TASK GOAL
From the items below, pick out every line that contains the string "boulder" and copy each one in full.

EXERCISE INPUTS
/---

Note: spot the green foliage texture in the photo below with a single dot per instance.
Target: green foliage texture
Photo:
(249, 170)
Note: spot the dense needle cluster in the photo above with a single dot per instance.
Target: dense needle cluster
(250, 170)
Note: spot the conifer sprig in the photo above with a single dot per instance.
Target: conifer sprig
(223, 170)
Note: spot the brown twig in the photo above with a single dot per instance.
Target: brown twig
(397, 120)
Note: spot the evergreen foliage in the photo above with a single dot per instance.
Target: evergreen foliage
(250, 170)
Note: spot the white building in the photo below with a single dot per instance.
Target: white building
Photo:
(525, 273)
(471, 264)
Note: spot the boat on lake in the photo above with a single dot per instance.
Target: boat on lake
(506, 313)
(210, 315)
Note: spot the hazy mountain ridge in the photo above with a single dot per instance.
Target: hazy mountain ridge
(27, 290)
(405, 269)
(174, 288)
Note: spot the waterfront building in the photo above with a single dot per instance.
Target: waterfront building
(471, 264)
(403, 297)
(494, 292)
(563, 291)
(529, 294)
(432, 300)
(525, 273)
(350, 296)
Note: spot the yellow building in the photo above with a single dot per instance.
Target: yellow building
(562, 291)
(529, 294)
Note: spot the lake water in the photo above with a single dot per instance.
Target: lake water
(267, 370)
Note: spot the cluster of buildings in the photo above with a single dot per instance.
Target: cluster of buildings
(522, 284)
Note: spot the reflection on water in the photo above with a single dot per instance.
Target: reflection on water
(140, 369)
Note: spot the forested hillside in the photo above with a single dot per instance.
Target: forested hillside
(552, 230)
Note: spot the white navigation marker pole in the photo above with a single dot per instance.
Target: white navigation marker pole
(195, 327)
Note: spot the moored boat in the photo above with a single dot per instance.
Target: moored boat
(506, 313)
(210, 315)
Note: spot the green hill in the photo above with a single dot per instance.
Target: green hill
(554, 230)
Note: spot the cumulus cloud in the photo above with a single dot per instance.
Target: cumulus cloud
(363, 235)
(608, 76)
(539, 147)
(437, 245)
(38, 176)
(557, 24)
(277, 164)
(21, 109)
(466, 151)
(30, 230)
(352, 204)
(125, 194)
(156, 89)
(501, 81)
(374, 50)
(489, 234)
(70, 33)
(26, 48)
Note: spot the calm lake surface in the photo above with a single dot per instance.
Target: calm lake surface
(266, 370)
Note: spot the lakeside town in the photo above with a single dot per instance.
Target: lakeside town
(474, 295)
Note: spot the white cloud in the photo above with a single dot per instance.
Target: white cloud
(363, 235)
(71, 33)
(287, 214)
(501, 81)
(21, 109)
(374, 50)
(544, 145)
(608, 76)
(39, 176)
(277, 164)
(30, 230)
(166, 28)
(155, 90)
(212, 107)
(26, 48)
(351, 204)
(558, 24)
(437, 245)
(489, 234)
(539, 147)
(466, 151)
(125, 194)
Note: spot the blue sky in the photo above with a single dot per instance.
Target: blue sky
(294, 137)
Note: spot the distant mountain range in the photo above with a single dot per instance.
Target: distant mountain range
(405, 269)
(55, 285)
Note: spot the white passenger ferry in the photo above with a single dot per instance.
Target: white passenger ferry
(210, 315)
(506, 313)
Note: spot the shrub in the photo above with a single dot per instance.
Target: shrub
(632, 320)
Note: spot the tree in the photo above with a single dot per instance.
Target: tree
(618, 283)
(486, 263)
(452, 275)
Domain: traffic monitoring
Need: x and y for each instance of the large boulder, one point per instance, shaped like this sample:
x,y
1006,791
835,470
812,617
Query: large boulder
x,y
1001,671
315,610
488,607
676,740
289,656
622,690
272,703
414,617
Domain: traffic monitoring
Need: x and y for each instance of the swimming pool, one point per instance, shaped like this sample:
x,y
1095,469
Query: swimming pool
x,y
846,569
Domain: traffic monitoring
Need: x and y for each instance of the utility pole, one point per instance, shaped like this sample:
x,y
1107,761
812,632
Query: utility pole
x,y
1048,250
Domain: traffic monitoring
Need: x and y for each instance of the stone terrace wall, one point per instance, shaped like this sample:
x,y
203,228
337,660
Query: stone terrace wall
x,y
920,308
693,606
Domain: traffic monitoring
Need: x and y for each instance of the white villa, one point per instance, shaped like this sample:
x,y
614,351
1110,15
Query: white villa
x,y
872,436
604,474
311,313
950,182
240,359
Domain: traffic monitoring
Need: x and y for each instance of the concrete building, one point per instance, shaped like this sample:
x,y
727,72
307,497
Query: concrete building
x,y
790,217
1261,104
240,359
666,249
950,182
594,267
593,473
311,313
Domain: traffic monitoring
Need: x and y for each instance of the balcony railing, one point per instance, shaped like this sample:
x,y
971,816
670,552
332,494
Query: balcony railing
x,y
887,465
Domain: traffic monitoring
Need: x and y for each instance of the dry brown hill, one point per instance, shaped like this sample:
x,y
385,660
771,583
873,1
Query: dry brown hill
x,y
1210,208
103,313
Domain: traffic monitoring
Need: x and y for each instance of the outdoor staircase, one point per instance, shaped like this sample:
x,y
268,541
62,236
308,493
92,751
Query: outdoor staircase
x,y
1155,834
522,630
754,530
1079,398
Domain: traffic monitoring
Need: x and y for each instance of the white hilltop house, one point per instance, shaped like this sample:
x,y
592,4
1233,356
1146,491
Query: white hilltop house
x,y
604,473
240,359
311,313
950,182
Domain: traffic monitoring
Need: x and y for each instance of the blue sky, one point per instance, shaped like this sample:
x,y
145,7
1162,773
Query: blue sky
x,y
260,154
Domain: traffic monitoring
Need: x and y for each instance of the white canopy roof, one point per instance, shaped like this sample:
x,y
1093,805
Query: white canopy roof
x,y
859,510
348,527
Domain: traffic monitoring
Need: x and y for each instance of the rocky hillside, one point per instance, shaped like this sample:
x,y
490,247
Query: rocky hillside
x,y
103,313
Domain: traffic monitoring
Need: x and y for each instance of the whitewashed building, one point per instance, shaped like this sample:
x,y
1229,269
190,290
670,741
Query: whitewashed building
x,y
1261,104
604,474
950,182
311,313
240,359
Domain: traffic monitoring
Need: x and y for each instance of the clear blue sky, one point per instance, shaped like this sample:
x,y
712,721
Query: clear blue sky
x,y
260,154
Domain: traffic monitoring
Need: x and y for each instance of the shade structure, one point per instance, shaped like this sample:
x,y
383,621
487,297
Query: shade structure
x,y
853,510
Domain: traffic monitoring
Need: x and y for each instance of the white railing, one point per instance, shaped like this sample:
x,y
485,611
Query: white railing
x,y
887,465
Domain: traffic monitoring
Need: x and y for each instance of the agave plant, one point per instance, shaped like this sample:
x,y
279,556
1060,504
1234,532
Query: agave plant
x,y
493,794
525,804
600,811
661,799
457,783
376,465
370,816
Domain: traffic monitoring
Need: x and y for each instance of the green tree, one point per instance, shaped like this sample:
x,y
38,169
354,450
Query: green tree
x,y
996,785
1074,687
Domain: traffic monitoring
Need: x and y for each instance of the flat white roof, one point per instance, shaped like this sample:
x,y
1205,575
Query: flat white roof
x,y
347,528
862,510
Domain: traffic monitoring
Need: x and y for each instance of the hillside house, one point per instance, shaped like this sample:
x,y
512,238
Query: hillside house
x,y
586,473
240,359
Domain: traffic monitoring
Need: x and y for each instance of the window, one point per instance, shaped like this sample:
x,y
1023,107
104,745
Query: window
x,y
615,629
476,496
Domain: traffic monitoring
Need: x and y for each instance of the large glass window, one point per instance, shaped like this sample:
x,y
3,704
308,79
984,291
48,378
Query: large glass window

\---

COMPLETE ANSWER
Need: x and y for each instance of the large boulder, one point per instance, shaped like this sample:
Query: large boulder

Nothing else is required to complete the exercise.